**READING PASSAGE**
***

Hey guys I have been using shade cloth at times when I need to protect plants from chips. You can get it at the landscaping supplies store,it's what they use to protect tomatoes and such. Another use for it is for catching paint boogers when you are cleaning out buckets. It is lightweight so you won't harm the plants.


----------



## stansoph (Dec 16, 2007)

"Chip Containment"

A kiddie pool comes to mind............


----------



## timhag (Sep 30, 2007)

stansoph said:


> "Chip Containment"
> 
> A kiddie pool comes to mind............


:boat::boat::boat::boat:


----------



## HomeGuardPaints (Jan 17, 2008)




----------



## Pete's Painting (Mar 5, 2008)

I try and catch the chips as they fall, one by one. It's good excercize. And if one drops and it's lead, I give it to Suzy, my neighbors daughtor so she can sprinkle it on her pasta.


----------



## Dmax Consulting (Jul 22, 2008)

I too have been exploring efficient ways to clean chips out of yards. I like the idea of screen tarps. Thanks guys.


----------



## bikerboy (Sep 16, 2007)

stansoph said:


> "Chip Containment"
> 
> A kiddie pool comes to mind............

***

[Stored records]
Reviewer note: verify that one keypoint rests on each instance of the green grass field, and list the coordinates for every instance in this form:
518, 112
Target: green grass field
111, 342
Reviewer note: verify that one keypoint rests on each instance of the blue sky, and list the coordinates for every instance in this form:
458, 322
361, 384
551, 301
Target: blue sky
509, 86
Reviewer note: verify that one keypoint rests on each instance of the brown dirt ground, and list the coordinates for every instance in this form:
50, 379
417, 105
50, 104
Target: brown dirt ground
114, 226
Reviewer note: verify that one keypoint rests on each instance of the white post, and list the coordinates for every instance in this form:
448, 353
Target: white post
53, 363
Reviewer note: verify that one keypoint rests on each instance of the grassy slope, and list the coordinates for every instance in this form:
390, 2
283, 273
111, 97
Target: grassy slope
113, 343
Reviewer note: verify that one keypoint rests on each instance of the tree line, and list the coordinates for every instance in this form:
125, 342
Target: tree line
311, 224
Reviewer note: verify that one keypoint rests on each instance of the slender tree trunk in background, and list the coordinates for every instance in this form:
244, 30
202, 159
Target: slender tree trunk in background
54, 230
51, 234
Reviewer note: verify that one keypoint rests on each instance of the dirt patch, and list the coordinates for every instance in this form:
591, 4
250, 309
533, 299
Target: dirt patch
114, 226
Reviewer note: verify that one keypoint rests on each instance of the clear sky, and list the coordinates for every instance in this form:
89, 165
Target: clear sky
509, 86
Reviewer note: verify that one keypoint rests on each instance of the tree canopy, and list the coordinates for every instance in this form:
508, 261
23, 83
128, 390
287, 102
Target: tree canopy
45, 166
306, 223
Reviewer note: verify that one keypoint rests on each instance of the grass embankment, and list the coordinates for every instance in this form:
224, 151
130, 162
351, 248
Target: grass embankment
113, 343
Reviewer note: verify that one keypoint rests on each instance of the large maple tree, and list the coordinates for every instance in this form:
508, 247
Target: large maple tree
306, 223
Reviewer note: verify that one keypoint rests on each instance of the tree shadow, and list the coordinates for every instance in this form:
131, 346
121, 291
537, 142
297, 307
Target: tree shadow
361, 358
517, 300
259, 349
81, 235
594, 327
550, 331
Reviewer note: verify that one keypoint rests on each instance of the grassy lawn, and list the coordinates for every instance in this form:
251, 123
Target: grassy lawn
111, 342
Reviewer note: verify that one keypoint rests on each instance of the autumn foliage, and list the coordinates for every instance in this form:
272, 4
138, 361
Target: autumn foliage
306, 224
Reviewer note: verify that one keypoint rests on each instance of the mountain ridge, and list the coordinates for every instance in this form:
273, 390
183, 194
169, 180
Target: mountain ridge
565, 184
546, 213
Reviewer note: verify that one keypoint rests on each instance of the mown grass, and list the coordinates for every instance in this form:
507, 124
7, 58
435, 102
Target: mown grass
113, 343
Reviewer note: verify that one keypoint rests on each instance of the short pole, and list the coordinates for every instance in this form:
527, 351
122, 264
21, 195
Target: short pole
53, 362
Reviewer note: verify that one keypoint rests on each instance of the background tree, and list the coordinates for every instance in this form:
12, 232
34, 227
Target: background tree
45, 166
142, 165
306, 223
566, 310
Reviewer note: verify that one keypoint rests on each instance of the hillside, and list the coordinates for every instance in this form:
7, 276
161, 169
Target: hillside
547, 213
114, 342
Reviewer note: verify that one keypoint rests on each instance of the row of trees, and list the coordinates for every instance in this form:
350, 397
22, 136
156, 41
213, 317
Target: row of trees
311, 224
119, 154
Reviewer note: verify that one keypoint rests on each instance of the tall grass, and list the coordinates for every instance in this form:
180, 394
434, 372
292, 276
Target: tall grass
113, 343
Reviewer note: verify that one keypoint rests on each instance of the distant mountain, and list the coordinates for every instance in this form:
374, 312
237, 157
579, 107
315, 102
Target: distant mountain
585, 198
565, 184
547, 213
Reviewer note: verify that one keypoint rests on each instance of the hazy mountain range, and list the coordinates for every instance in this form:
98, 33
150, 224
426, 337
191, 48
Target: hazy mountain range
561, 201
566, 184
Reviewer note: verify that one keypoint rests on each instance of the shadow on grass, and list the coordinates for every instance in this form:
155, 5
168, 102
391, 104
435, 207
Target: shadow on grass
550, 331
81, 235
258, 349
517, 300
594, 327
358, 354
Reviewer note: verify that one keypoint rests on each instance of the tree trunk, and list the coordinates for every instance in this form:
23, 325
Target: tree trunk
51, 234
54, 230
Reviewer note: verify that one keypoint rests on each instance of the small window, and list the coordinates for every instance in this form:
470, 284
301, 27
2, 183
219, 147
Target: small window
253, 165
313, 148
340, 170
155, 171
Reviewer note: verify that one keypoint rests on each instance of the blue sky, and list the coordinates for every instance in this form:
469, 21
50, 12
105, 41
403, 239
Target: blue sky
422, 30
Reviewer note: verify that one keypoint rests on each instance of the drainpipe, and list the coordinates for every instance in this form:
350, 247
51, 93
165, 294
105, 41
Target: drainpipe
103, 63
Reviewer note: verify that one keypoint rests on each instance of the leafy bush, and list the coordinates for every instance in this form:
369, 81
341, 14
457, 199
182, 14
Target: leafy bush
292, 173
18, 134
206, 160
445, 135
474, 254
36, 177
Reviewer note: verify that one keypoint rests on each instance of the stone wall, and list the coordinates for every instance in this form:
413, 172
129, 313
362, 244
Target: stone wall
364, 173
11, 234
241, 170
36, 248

***

**WHAT YOU NEED TO DO**
1 > Write out the part of the chip containment thread from "## Pete's Painting" to "(Jul 22, 2008)".
2 > Based on the chip containment thread, answer yes or no to each statement and quote the words that decide it: (a) Shade cloth can be bought at a landscaping supplies store. (b) Shade cloth is heavy. (c) Dmax Consulting likes the idea of screen tarps.

**RESPONSES IN ORDER**
1 >
## Pete's Painting (Mar 5, 2008)

I try and catch the chips as they fall, one by one. It's good excercize. And if one drops and it's lead, I give it to Suzy, my neighbors daughtor so she can sprinkle it on her pasta.


----------



## Dmax Consulting (Jul 22, 2008)

2 >
(a) Yes: "You can get it at the landscaping supplies store"
(b) No: "It is lightweight so you won't harm the plants."
(c) Yes: "I like the idea of screen tarps."